_Testo estratto_.
>>>

Chiarchiaro e la sua famiglia si recano in tribunale scansati dai passanti

La rappresentazione raggiunge il suo culmine dopo le domande incalzanti dei giudici e la volontà di Chiarchiaro di approfittare dell’ignoranza della gente. Anche il pianto della bambina è molto verosimile, interprete un’alunna della scuola materna anche lei coinvolta come altri nella realizzazione del video. L’evento casuale di fenomeni naturali, come il vento impetuoso e un boato spaventano perfino i giudici.

Chiarchiaro prova a convincere i giudici guardandoli negli occhi

– La superstizione nella cultura popolare si fonda sull’irrazionalità. Come hanno affrontato i ragazzi questo tema? 

“Tutto sommato è vero che tutto il mondo è paese, perché anche loro che sono di varie nazionalità mi hanno raccontato delle superstizioni che ci sono nelle rispettive regioni di provenienza e di come si possa credere, talvolta, che qualcuno porti sfortuna. Quindi, questo argomento l’hanno trattato con molto interesse perché è un argomento che tocca comunque tutti tutti gli esseri umani”

Chi ha girato le scene?

“Le scene sono state curate da me, sempre con l’aiuto del nostro esperto di informatica, Sina Fathololoumi, che è stato bravissimo a girare e a realizzare gli effetti speciali. Per i costumi ci siamo rifatti a Totò, con questi occhiali scuri, gli abiti a lutto, per esprimere il disagio della superstizione che ha rovinato la vita di Chiarchiaro e anche di tutta la sua famiglia. Ovviamente mi sono un po’ divertita con i ragazzi a giocare anche con il Covid, che è comunque il nostro male massimo in questo momento, trovando delle similitudini”.

“Per gli effetti speciali – chiarisce Sina Fathololoumi – ho utilizzato l’applicazionne FinalCut e per sistemare la voce Logic. Ho filmato tutto con un IPhone SE. Per il montaggio e per creare il finale ho lavorato da solo”.

Chi ha curato i costumi?

“I ragazzi hanno reperito i costumi autonomamente – dice la professoressa Leone – : ho detto loro di vestirsi di nero, in maniera molto dimessa e li ho visionati prima che girassimo. Insomma, mi hanno capito subito. Del resto insegno in questa classe da tre anni, quindi ci comprendiamo”.

L’intero lavoro, che ha un finale divertente, è molto accurato, nonostante la giovane età dei ragazzi. Hanno un laboratorio di teatro?

<<<

Trascrivi parola per parola la parte del testo sul video scolastico compresa tra "Chi ha girato" e "curato i costumi?", estremi inclusi.

_Voci fornite_.
>>>

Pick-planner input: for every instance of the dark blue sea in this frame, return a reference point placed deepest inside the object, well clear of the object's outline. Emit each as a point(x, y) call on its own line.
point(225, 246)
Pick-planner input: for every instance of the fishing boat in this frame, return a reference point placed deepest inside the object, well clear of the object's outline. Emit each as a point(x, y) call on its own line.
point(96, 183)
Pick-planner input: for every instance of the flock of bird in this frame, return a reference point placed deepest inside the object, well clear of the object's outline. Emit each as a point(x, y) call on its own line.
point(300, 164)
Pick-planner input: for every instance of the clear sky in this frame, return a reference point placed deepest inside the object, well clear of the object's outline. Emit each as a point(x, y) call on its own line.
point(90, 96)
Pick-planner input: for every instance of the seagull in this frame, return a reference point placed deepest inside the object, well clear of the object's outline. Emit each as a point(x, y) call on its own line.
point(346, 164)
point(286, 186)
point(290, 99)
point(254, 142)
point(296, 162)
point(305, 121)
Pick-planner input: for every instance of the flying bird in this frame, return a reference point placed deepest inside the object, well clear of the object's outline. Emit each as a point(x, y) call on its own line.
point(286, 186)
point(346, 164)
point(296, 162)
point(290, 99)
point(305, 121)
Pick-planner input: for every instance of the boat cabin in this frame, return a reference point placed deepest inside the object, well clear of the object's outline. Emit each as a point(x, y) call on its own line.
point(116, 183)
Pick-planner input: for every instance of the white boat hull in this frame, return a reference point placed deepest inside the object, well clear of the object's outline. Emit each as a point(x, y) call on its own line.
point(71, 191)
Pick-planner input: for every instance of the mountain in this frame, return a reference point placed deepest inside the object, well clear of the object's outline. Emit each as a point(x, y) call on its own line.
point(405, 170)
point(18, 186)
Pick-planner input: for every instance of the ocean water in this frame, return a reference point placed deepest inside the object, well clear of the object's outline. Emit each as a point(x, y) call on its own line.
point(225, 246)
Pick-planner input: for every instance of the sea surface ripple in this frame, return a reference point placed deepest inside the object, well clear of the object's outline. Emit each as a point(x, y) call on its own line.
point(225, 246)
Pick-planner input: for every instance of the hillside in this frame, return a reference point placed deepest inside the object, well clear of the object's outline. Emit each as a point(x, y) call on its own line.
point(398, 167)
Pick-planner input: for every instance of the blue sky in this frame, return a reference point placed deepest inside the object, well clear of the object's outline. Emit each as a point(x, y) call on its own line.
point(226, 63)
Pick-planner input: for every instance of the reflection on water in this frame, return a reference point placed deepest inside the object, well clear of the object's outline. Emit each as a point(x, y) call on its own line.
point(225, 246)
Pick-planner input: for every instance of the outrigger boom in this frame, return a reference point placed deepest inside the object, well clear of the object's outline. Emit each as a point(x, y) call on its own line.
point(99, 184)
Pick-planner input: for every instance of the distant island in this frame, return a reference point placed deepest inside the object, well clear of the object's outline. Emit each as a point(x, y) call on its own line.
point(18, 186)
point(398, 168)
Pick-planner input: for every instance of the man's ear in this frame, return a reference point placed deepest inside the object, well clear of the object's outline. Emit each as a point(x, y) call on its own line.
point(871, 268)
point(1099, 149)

<<<
>>>

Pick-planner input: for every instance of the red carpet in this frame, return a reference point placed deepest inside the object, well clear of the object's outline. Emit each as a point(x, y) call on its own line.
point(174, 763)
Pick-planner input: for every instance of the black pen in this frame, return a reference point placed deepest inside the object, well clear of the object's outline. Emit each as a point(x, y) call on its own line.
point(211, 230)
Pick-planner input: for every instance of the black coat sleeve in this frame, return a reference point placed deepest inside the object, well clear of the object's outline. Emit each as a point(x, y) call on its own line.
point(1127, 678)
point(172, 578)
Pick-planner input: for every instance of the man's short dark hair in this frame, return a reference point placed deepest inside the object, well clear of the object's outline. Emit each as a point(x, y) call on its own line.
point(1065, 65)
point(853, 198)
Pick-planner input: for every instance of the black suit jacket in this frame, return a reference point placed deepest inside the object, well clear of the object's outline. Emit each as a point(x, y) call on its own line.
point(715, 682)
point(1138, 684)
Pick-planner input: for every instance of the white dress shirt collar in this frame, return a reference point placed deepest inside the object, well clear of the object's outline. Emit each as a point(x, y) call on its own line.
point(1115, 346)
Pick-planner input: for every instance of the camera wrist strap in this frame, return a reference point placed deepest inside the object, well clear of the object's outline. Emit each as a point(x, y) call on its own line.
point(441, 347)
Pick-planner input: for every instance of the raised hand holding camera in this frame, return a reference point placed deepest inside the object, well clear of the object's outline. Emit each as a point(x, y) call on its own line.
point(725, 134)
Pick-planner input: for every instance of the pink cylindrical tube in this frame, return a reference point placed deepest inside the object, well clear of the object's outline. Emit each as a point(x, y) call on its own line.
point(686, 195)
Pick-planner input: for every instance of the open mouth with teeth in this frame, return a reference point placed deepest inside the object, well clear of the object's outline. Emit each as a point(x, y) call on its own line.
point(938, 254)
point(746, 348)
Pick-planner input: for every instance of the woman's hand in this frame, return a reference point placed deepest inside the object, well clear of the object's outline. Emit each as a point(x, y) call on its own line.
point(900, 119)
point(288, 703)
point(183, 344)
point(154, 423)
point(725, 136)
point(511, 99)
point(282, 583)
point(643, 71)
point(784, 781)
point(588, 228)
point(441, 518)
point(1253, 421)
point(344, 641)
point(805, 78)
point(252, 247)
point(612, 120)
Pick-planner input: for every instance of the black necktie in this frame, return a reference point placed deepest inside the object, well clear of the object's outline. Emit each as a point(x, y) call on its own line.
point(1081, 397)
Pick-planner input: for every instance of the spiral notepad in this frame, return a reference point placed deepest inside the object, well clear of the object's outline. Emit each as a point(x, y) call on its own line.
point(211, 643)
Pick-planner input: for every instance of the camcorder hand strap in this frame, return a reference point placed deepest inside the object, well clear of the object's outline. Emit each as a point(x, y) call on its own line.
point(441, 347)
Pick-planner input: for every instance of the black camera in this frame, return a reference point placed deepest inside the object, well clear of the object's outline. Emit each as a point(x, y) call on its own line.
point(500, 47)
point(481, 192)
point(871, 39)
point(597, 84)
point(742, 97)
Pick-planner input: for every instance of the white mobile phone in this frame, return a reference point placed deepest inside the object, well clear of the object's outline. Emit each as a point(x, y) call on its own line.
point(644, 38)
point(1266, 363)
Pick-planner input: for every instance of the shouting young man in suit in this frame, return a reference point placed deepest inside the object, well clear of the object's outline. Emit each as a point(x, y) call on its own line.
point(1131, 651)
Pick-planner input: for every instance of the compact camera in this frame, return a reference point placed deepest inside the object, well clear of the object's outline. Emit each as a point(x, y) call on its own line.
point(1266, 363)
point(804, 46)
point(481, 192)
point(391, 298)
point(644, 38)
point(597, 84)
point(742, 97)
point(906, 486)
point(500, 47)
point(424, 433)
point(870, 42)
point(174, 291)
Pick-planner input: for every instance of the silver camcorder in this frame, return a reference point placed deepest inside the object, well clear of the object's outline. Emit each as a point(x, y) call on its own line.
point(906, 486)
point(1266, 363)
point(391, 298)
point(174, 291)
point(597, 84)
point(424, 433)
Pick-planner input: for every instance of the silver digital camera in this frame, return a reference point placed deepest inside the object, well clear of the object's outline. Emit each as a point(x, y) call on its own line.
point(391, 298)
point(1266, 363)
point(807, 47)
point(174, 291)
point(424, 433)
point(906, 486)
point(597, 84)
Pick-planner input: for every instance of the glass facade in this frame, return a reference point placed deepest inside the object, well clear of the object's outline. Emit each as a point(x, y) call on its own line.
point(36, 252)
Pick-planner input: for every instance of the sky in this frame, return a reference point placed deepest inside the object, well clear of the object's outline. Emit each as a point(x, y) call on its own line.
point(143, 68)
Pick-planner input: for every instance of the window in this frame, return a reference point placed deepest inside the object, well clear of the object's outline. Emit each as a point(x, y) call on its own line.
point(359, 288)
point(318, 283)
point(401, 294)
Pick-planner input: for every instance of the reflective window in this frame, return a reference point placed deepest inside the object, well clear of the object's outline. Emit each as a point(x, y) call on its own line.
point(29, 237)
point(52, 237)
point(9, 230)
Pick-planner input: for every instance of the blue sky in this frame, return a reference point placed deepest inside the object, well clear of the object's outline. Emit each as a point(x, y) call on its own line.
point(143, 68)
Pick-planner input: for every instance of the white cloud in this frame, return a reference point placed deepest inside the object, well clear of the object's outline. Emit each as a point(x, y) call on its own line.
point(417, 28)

<<<
>>>

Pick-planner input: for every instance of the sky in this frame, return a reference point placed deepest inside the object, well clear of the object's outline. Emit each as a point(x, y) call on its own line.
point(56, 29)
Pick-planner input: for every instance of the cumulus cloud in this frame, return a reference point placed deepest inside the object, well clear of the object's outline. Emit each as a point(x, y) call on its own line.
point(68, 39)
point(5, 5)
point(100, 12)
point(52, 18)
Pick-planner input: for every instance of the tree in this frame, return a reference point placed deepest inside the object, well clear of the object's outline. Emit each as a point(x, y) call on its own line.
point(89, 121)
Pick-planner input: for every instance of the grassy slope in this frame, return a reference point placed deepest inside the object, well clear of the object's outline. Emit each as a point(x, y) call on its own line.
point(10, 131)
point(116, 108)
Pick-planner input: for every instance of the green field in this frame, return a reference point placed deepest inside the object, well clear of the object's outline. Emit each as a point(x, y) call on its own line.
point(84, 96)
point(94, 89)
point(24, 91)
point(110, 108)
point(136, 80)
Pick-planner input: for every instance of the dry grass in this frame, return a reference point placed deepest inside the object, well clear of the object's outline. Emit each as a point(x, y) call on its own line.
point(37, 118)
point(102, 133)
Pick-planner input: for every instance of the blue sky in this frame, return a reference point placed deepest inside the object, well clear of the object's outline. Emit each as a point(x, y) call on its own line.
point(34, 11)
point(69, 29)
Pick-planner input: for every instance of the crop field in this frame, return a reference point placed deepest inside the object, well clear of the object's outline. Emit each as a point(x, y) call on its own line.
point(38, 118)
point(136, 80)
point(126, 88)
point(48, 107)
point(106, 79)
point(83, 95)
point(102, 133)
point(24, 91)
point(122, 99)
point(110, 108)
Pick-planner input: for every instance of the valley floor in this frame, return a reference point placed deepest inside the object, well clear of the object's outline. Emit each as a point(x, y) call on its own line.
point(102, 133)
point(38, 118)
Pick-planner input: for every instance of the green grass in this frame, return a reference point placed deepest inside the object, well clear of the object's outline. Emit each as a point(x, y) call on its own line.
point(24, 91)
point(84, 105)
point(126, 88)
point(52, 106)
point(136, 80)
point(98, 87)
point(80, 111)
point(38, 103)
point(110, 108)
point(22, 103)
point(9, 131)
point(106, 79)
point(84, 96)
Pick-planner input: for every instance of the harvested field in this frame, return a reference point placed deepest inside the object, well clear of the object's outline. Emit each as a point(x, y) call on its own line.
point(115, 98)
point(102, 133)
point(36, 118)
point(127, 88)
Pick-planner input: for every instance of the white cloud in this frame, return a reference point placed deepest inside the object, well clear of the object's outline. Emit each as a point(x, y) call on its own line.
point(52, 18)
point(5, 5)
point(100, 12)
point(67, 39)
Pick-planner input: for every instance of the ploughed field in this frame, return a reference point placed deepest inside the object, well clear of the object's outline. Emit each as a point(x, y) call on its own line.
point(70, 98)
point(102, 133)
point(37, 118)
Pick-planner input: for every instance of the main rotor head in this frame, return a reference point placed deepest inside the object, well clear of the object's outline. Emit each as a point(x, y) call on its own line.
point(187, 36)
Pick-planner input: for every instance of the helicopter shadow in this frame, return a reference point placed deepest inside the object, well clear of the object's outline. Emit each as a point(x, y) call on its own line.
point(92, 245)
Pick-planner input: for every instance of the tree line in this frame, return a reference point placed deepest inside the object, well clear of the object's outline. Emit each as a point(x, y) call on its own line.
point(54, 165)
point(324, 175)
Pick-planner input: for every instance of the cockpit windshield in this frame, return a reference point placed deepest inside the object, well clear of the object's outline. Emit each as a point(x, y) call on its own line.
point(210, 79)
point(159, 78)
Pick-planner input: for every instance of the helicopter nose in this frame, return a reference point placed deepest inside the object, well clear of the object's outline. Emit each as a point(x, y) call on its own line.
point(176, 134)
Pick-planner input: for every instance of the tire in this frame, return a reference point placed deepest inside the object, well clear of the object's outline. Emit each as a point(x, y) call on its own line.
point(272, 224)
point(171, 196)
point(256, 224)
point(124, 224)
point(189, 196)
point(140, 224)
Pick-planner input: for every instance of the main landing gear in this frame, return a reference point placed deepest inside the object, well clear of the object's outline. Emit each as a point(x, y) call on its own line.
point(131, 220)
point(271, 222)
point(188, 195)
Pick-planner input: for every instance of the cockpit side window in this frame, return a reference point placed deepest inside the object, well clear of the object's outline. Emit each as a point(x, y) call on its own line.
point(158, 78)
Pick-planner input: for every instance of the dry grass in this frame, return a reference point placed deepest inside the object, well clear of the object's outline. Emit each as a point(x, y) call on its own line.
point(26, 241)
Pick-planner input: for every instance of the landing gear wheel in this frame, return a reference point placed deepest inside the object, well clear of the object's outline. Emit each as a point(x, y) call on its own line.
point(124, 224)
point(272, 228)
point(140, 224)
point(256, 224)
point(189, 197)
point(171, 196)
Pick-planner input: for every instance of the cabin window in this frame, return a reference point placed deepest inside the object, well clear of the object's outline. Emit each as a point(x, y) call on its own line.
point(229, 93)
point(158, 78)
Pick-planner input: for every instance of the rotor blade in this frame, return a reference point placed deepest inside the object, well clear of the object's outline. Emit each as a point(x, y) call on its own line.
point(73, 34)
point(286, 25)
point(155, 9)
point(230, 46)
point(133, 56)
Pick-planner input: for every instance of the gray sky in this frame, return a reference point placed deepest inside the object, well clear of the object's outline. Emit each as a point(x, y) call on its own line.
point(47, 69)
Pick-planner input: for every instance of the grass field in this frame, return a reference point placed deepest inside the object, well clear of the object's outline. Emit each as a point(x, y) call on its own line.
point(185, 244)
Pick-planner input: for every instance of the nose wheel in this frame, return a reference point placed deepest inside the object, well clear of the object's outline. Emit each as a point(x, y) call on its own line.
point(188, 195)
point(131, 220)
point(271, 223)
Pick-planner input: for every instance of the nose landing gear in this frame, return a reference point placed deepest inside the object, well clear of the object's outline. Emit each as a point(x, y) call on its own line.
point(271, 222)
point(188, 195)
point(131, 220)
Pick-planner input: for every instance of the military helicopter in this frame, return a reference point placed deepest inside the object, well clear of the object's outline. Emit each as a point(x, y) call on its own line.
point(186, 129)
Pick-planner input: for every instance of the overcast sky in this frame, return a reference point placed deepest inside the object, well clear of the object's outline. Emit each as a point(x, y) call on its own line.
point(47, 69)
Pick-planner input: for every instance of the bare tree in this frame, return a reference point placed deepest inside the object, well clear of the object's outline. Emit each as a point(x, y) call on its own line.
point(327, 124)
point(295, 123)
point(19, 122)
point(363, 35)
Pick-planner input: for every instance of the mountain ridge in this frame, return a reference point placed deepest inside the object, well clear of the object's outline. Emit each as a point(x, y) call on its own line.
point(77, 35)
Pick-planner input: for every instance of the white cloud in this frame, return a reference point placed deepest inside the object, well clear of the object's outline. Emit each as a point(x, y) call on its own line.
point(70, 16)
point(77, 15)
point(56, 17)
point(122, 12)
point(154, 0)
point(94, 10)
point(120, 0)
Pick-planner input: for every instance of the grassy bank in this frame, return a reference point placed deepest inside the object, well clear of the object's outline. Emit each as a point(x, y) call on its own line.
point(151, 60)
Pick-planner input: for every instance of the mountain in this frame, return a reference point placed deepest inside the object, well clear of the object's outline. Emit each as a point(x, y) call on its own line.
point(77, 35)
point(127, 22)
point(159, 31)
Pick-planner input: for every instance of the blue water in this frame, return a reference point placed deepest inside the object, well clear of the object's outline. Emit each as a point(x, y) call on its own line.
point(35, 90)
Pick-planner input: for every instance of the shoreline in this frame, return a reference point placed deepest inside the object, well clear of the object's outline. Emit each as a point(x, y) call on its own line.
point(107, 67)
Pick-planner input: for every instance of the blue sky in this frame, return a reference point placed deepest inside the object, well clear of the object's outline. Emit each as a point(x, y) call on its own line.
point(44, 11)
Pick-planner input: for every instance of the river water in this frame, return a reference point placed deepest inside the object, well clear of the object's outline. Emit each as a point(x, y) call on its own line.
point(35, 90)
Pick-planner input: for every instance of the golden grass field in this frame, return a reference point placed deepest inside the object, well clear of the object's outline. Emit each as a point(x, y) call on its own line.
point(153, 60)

<<<

_La risposta_.
Chi ha girato le scene?

“Le scene sono state curate da me, sempre con l’aiuto del nostro esperto di informatica, Sina Fathololoumi, che è stato bravissimo a girare e a realizzare gli effetti speciali. Per i costumi ci siamo rifatti a Totò, con questi occhiali scuri, gli abiti a lutto, per esprimere il disagio della superstizione che ha rovinato la vita di Chiarchiaro e anche di tutta la sua famiglia. Ovviamente mi sono un po’ divertita con i ragazzi a giocare anche con il Covid, che è comunque il nostro male massimo in questo momento, trovando delle similitudini”.

“Per gli effetti speciali – chiarisce Sina Fathololoumi – ho utilizzato l’applicazionne FinalCut e per sistemare la voce Logic. Ho filmato tutto con un IPhone SE. Per il montaggio e per creare il finale ho lavorato da solo”.

Chi ha curato i costumi?